* _Document passage_

(begin)

I'm attempting to write a simple program to extract some data from a bunch of AVRO files. The schema for each file may be different so I would like to read the files generically (i.e. without having to pregenerate and then compile in the schema for each) using the C++ interface.
I have been attempting to follow the generic.cc
example but it assumes a separate schema where I would like to read the schema from each AVRO file.
Here is my code:
#include <fstream>
#include <iostream>
#include "Compiler.hh"
#include "DataFile.hh"
#include "Decoder.hh"
#include "Generic.hh"
#include "Stream.hh"
const std::string BOLD("\033[1m");
const std::string ENDC("\033[0m");
const std::string RED("\033[31m");
const std::string YELLOW("\033[33m");
int main(int argc, char**argv)
{
std::cout << "AVRO Test\n" << std::endl;
if (argc < 2)
{
std::cerr << BOLD << RED << "ERROR: " << ENDC << "please provide an "

(end)

* _Tasks to carry out_
1. In the forum post on reading AVRO files, condense the paragraph beginning "I'm attempting to write a simple program" into a short list that keeps its main facts.
2. According to the forum post on reading AVRO files, which example was the writer trying to follow?
3. Pick up the forum post on reading AVRO files at the point where it stops and continue it.
The lines given next are not needed.

Image boundary labeling items
(begin)

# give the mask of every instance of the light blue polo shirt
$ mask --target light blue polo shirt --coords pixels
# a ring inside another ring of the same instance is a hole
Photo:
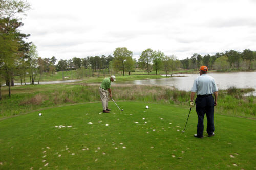
[[[197,95],[212,94],[218,91],[218,87],[213,77],[204,74],[195,79],[191,92],[197,92]]]

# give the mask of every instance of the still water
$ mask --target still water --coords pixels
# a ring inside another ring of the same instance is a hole
[[[208,73],[208,74],[215,79],[219,89],[226,89],[231,86],[235,86],[239,88],[253,88],[256,89],[256,72]],[[183,77],[134,80],[115,82],[111,84],[166,85],[174,86],[179,90],[190,91],[194,80],[197,76],[200,76],[199,74],[185,74],[173,75]],[[256,95],[256,92],[254,92],[253,94]]]

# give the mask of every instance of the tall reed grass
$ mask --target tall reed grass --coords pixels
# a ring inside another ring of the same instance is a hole
[[[98,88],[98,85],[71,85],[57,89],[49,88],[48,90],[46,87],[45,90],[29,94],[15,94],[11,98],[4,96],[0,101],[0,118],[46,107],[100,101]],[[115,85],[112,85],[111,88],[115,100],[164,103],[188,106],[190,101],[189,92],[178,90],[172,87]],[[239,116],[255,116],[256,97],[244,95],[245,92],[252,90],[254,89],[238,89],[234,87],[220,90],[215,112]]]

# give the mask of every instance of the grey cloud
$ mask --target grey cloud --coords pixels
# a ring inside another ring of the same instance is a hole
[[[239,26],[256,27],[256,20],[255,17],[251,18],[216,18],[209,21],[206,25],[210,27],[232,27]]]

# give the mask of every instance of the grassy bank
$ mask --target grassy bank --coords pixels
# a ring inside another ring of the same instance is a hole
[[[155,85],[112,86],[116,100],[137,101],[188,106],[190,92],[171,87]],[[230,89],[219,91],[218,105],[215,113],[255,118],[256,97],[244,96],[253,89]],[[75,103],[100,101],[98,85],[83,84],[51,84],[27,85],[12,88],[11,98],[7,89],[2,91],[0,101],[0,118],[43,109]],[[99,109],[99,111],[101,110]]]
[[[215,136],[199,139],[193,136],[197,123],[195,108],[182,133],[188,106],[118,103],[123,112],[110,102],[111,112],[102,114],[99,102],[56,107],[1,120],[0,169],[256,167],[255,120],[216,115]],[[42,115],[38,116],[39,113]],[[204,135],[207,135],[205,132]]]

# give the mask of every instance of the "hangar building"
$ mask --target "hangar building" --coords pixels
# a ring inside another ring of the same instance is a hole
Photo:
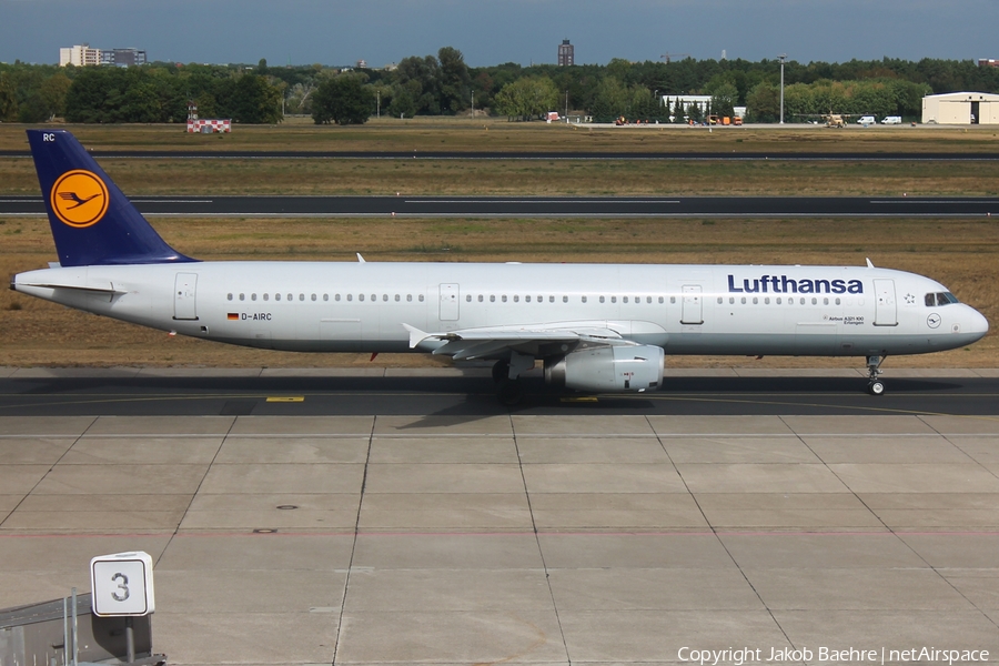
[[[948,92],[922,98],[922,122],[939,124],[999,124],[999,94]]]

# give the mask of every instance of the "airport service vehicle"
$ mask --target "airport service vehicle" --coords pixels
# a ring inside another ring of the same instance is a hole
[[[163,241],[82,145],[29,130],[59,263],[14,291],[183,335],[297,352],[535,363],[585,392],[659,389],[666,354],[884,359],[965,346],[986,319],[942,284],[866,266],[196,261]],[[359,260],[360,260],[359,255]]]

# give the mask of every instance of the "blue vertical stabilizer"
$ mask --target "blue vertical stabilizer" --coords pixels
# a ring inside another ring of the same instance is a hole
[[[195,261],[171,248],[65,130],[28,130],[63,266]]]

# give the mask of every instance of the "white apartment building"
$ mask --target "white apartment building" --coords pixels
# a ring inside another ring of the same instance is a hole
[[[101,50],[91,49],[90,44],[81,44],[77,47],[59,49],[59,67],[65,67],[68,64],[83,67],[87,64],[100,63]]]

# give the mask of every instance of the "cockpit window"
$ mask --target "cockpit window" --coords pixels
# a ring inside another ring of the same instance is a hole
[[[939,305],[950,305],[951,303],[960,303],[950,292],[937,292],[932,294],[926,294],[926,306],[934,307]]]

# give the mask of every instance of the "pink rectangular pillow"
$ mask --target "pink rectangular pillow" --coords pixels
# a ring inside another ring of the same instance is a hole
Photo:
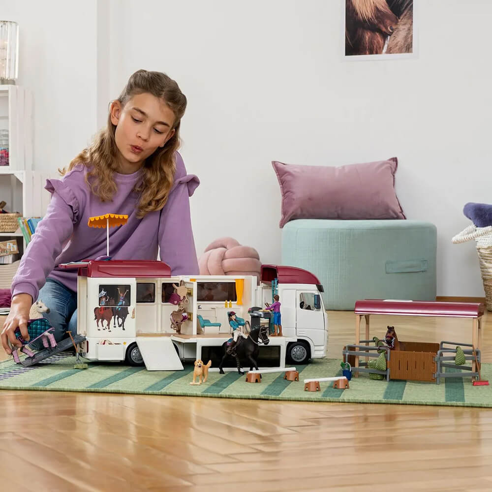
[[[396,157],[339,167],[272,164],[282,194],[280,227],[297,218],[406,218],[395,191]]]

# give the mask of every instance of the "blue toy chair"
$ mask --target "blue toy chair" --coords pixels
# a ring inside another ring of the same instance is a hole
[[[204,319],[200,314],[197,314],[196,317],[200,323],[200,328],[204,333],[205,333],[205,327],[206,326],[218,326],[219,330],[220,329],[221,324],[220,323],[212,323],[210,319]]]

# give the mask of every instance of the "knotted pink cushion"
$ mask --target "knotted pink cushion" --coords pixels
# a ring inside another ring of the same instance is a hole
[[[254,275],[260,281],[258,251],[232,238],[220,238],[209,245],[198,258],[198,266],[200,275]]]

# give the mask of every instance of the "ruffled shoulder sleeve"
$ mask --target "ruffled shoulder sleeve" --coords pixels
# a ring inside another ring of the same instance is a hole
[[[180,184],[185,184],[188,188],[188,196],[191,196],[200,184],[200,180],[194,174],[188,174],[183,162],[183,157],[179,152],[176,154],[176,172],[174,175],[174,183],[171,192]]]
[[[87,168],[83,164],[75,166],[65,174],[61,180],[46,180],[44,189],[49,191],[52,196],[56,193],[73,212],[73,222],[75,224],[85,204],[87,194],[89,192],[85,181]]]

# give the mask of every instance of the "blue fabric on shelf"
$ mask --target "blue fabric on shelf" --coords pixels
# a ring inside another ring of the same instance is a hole
[[[463,208],[463,213],[477,227],[492,225],[492,205],[470,202]]]

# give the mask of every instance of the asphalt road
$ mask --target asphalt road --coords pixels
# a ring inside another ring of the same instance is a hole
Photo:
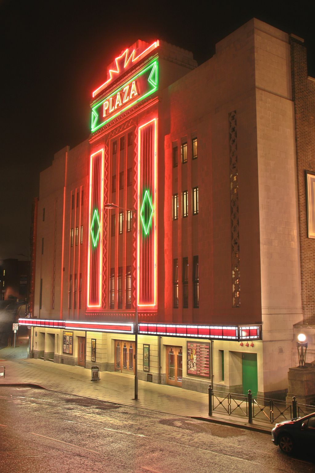
[[[311,459],[310,459],[311,460]],[[1,473],[304,473],[265,434],[28,387],[0,387]]]

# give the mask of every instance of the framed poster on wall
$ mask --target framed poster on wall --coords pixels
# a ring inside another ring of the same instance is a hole
[[[149,371],[150,369],[150,345],[143,345],[143,371]]]
[[[67,355],[73,354],[73,332],[63,331],[62,353]]]
[[[91,340],[91,361],[96,361],[96,339]]]
[[[210,377],[210,343],[186,342],[187,374],[189,376]]]

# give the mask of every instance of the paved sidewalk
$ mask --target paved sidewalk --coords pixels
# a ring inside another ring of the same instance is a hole
[[[79,366],[26,358],[25,348],[0,350],[0,366],[5,366],[1,385],[37,385],[46,389],[89,397],[125,405],[158,411],[175,415],[197,417],[205,420],[252,428],[269,433],[273,426],[246,420],[208,413],[207,394],[165,385],[139,381],[139,399],[134,397],[134,378],[131,375],[102,372],[98,381],[91,381],[91,371]]]

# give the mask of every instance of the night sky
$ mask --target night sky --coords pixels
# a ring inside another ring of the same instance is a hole
[[[18,255],[29,251],[39,173],[54,153],[88,137],[91,91],[137,39],[164,40],[201,64],[216,43],[255,17],[303,38],[315,77],[315,2],[257,4],[0,0],[0,260],[26,259]]]

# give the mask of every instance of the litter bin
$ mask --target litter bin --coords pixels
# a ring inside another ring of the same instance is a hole
[[[91,381],[99,381],[99,368],[98,366],[92,366],[91,368],[91,371],[92,371],[92,379]]]

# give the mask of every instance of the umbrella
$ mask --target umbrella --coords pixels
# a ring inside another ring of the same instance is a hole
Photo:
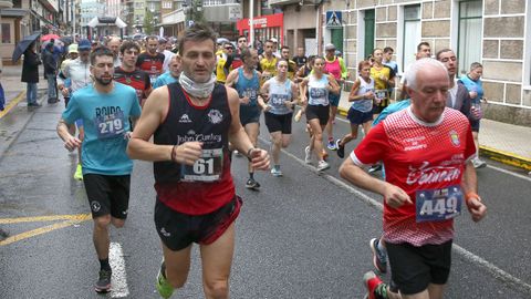
[[[27,35],[17,44],[13,51],[13,56],[12,56],[13,63],[19,61],[20,56],[25,52],[28,47],[30,47],[32,42],[39,39],[39,35],[41,35],[41,32],[35,32],[31,35]]]
[[[46,34],[42,35],[41,41],[49,41],[51,39],[59,40],[60,38],[58,34]]]

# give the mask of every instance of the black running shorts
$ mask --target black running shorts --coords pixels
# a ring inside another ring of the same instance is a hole
[[[305,113],[306,113],[306,120],[309,122],[311,120],[317,118],[321,125],[325,125],[330,118],[330,105],[326,105],[326,106],[308,105]]]
[[[85,174],[83,183],[93,218],[108,214],[118,219],[127,218],[131,175]]]
[[[293,117],[293,113],[273,114],[266,112],[263,116],[269,133],[282,132],[282,134],[291,134],[291,118]]]
[[[240,214],[241,198],[236,196],[227,205],[206,215],[176,212],[157,199],[155,227],[166,247],[177,251],[192,243],[209,245],[216,241]]]
[[[451,266],[451,240],[415,247],[386,243],[392,279],[404,295],[414,295],[429,283],[446,285]]]

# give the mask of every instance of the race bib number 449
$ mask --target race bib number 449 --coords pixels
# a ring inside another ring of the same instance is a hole
[[[125,132],[125,117],[122,111],[116,111],[110,115],[96,116],[94,123],[96,124],[97,137],[100,140],[123,136]]]
[[[462,192],[459,185],[416,193],[416,220],[442,221],[461,214]]]
[[[222,169],[223,150],[202,150],[201,156],[194,165],[183,165],[181,181],[216,182],[220,179]]]

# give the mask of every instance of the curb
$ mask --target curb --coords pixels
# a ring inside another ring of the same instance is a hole
[[[531,159],[524,158],[517,154],[494,150],[492,147],[488,147],[485,145],[479,146],[479,153],[490,159],[498,161],[503,164],[516,166],[527,171],[531,171]]]
[[[344,107],[337,107],[337,113],[342,116],[346,116],[348,110]],[[527,171],[531,171],[531,159],[519,156],[517,154],[503,152],[485,145],[479,146],[479,153],[490,159],[501,162],[506,165],[511,165]]]

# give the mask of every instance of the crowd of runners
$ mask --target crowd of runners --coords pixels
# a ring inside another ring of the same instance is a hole
[[[58,134],[69,151],[79,151],[74,177],[84,182],[94,219],[97,292],[111,289],[110,226],[124,226],[133,159],[144,159],[154,163],[163,247],[158,292],[169,298],[185,285],[196,243],[206,298],[228,298],[233,223],[242,205],[232,156],[249,159],[246,187],[259,190],[254,172],[283,176],[281,151],[290,145],[292,122],[305,121],[305,163],[324,172],[329,153],[336,153],[344,158],[343,178],[384,198],[383,234],[369,241],[376,272],[364,276],[367,297],[442,298],[454,218],[462,207],[475,221],[486,215],[476,179],[476,168],[485,166],[477,154],[481,64],[457,78],[454,51],[434,59],[423,42],[398,84],[391,48],[374,49],[351,76],[334,44],[322,56],[298,49],[292,58],[273,39],[259,53],[246,37],[231,43],[202,24],[185,31],[175,53],[157,37],[147,37],[142,50],[118,38],[95,48],[81,40],[69,47],[56,74],[65,102]],[[348,79],[351,132],[336,138]],[[258,144],[262,114],[268,150]],[[360,135],[345,157],[345,145]],[[379,169],[384,179],[371,175]],[[377,272],[388,268],[384,283]]]

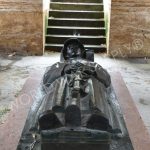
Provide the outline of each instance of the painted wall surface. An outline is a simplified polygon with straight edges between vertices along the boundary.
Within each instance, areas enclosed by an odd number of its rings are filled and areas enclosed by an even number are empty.
[[[109,54],[150,57],[150,0],[112,0]]]
[[[42,0],[0,0],[0,52],[43,54]]]

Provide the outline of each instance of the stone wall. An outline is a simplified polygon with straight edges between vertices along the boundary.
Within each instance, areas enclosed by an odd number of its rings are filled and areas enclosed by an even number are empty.
[[[42,0],[0,0],[0,52],[43,54]]]
[[[150,57],[150,0],[112,0],[109,54]]]

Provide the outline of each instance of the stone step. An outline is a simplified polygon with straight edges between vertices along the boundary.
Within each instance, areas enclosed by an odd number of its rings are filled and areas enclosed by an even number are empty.
[[[103,0],[51,0],[51,2],[103,3]]]
[[[104,18],[103,11],[72,11],[72,10],[50,10],[49,17],[54,18]]]
[[[45,50],[60,52],[63,44],[45,44]],[[84,45],[85,49],[92,49],[95,53],[106,52],[106,45]]]
[[[105,28],[48,26],[47,34],[105,36]]]
[[[49,18],[48,26],[105,27],[104,19]]]
[[[51,2],[51,9],[56,10],[86,10],[86,11],[103,11],[102,3],[65,3]]]
[[[63,44],[69,38],[78,38],[84,45],[106,44],[104,36],[74,36],[74,35],[46,35],[46,43]]]

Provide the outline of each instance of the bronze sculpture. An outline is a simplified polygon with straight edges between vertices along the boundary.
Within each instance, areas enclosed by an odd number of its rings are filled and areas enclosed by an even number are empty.
[[[122,143],[132,149],[110,76],[78,39],[67,40],[61,61],[45,72],[42,94],[18,149],[109,150]]]

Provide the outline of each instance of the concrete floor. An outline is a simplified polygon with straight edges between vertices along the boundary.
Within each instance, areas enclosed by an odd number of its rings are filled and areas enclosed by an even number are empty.
[[[47,66],[59,61],[59,53],[44,56],[0,56],[0,124],[4,123],[14,99],[20,93],[29,74],[44,71]],[[134,99],[146,127],[150,132],[150,60],[112,59],[96,54],[95,62],[109,72],[120,72]]]

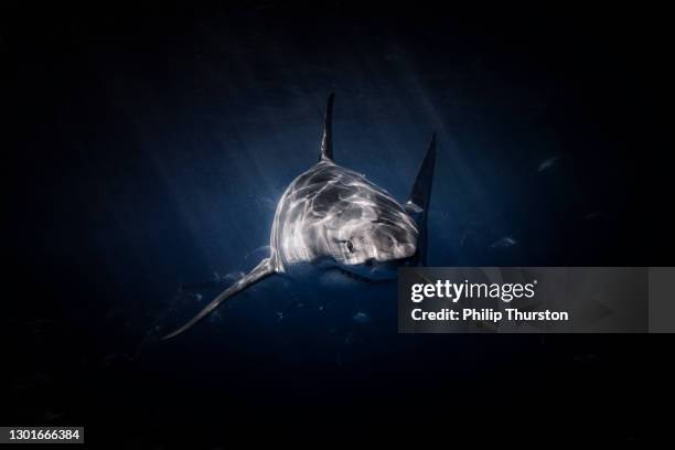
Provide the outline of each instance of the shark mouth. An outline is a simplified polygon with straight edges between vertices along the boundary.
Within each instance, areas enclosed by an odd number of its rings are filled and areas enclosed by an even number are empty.
[[[346,277],[350,277],[350,278],[352,278],[352,279],[354,279],[354,280],[356,280],[356,281],[363,281],[363,282],[373,282],[373,280],[372,280],[372,279],[369,279],[369,278],[366,278],[366,277],[363,277],[363,276],[361,276],[361,275],[357,275],[357,274],[351,272],[351,271],[349,271],[349,270],[344,270],[344,269],[342,269],[342,268],[340,268],[340,267],[335,267],[335,269],[336,269],[336,270],[338,270],[340,274],[342,274],[342,275],[344,275],[344,276],[346,276]]]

(end)

* _Answers below_
1.
- The writer is building a simple program to extract data from many AVRO files.
- Each file's schema may differ.
- The files should be read generically with the C++ interface, without pregenerating and compiling in a schema for each.

2. The generic.cc example.

3.
<< "input file\n" << std::endl;
return -1;
}
avro::DataFileReaderBase dataFile(argv[1]);
auto dataSchema = dataFile.dataSchema();
// Write out data schema in JSON for grins
std::ofstream output("data_schema.json");
dataSchema.toJson(output);
output.close();
avro::DecoderPtr decoder = avro::binaryDecoder();
auto inStream = avro::fileInputStream(argv[1]);
decoder->init(*inStream);
avro::GenericDatum datum(dataSchema);
avro::decode(*decoder, datum);
std::cout << "Type: " << datum.type() << std::endl;
return 0;
}
Everytime I run the code, no matter what file I use, I get this:
$ ./avrotest twitter.avro
AVRO Testterminate called after throwing an instance of 'avro::Exception'
what(): Cannot have negative length: -40 Aborted
In addition to my own data files, I have tried using the data files located here: https://github.com/miguno/avro-cli-examples, with the same result.
I tried using the avrocat
utility on all of the same files and it works fine. What am I doing wrong?
(NOTE: outputting the data schema for each file in JSON works correctly as expected)